Hmm, annoying news to hear, but it was always one of the likelier scenarios in mind. Oh well, still doesn't aggravate me as much as certain other hardware stuff... (present day GPU market is still terrible for my specific wants and it's one of the moving parts delaying my next desktop build)
But at the end of the day, I've actually always felt some level of calm ever since the Nvidia hack. Knowing that Drake's being worked on and it being a matter of time helps me a lot. I end up not really caring
that much about the
when and focus more on having fun with thinking about the
what and
how, along with the underlying
why that's behind the details of the
what.
(...no, I don't think that I can fit in who and where in there)
For example, that GPU size of 12 SMs. That's a what detail. But then one wonders, why 12 exactly? Why not a smaller size which would be cheaper? We've then surmised that there must be some practical advantage to go with this size. Probably targeting perf/watt. But is it perf/watt in docked? Is it perf/watt in portable? Can it be optimal for perf/watt in both modes? How much power can you allocate for the GPU, which then presumably gets split up among 12 SMs? If it's only 3-4 watts in portable, what do you get from a quarter to a third of a watt per SM? Are we still above the voltage floor* at this point? Which then introduces the thought that maybe's there power gating going on, so you're not splitting up a few watts across
12 SMs, but instead a smaller number.

■ ■ ■ ■ ■

» **YOUR TASKS**
(a) Reproduce the post word for word from "Hmm, annoying news" through "next desktop build)", inclusive.
(b) Answer these questions from the post:
(i) What GPU size does the post give as its example of a "what" detail?
(ii) Since what event has the writer felt some level of calm?
(iii) What power figure for the GPU in portable mode does the post consider?
(c) The post names several question words as aspects of the topic to think about, or to set aside. List all of them.

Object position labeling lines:
■ ■ ■ ■ ■

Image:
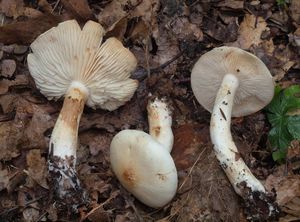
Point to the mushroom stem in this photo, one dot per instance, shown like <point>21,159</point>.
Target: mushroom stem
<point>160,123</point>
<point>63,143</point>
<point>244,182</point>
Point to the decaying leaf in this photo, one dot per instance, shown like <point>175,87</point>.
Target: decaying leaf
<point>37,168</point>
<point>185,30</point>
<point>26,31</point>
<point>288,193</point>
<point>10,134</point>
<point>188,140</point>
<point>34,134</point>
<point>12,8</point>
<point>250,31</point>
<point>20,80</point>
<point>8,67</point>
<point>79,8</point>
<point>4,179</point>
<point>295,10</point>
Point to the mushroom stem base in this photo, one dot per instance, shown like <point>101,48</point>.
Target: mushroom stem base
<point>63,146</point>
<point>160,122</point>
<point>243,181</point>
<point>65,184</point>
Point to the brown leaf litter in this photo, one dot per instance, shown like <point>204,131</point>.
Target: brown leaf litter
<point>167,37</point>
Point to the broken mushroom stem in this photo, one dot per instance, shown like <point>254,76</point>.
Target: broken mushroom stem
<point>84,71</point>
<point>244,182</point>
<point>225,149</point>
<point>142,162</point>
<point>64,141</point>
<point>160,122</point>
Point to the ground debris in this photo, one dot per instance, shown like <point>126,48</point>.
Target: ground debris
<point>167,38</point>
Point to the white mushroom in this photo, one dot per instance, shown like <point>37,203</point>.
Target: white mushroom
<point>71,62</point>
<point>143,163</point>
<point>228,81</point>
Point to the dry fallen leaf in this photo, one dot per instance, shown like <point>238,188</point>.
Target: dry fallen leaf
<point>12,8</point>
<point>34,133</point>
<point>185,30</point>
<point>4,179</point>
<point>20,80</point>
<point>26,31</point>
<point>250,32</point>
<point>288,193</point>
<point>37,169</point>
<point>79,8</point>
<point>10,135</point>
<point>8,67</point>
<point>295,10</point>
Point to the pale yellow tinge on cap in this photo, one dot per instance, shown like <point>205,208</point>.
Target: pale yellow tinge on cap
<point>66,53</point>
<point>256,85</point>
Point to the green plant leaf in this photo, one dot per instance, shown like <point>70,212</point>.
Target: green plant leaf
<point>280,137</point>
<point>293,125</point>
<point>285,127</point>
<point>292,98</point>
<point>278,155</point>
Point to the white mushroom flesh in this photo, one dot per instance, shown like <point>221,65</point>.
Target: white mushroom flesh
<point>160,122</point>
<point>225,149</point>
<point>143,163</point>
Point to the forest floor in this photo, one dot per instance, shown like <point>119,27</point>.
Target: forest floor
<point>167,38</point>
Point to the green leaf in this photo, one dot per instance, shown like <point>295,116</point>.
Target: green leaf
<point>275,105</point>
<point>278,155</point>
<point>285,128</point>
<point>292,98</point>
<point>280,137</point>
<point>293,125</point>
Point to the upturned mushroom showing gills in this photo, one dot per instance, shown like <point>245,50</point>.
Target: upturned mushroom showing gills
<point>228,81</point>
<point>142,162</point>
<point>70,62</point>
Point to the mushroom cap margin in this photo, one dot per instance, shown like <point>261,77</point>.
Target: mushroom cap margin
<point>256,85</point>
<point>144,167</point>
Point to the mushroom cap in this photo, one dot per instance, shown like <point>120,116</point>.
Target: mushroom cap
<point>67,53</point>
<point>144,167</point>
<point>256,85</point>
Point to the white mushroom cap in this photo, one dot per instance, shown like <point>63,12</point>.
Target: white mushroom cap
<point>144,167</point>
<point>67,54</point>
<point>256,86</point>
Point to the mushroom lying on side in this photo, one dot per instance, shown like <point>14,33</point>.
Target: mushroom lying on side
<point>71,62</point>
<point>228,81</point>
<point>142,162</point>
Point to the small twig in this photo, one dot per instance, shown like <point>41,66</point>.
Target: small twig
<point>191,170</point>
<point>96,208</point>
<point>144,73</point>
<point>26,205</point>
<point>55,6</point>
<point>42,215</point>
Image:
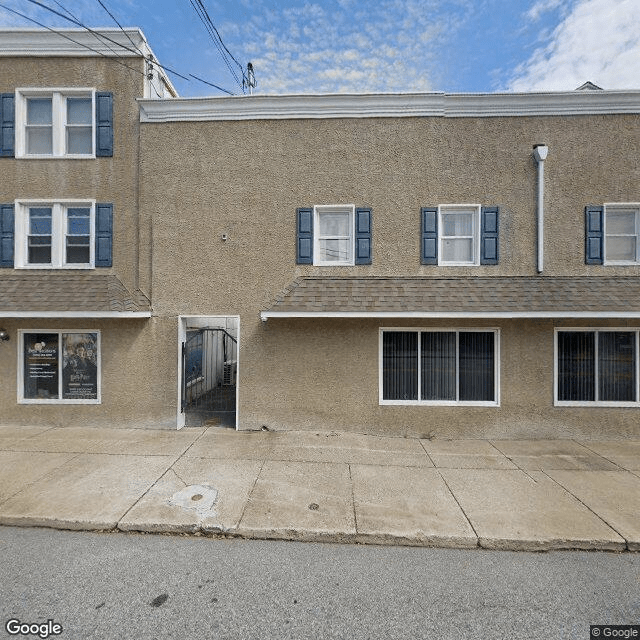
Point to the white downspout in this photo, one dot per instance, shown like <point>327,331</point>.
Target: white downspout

■ ■ ■ ■ ■

» **EXPECTED OUTPUTS**
(a)
Hmm, annoying news to hear, but it was always one of the likelier scenarios in mind. Oh well, still doesn't aggravate me as much as certain other hardware stuff... (present day GPU market is still terrible for my specific wants and it's one of the moving parts delaying my next desktop build)

(b)
(i) 12 SMs
(ii) The Nvidia hack
(iii) 3-4 watts

(c) when, what, how, why, who, where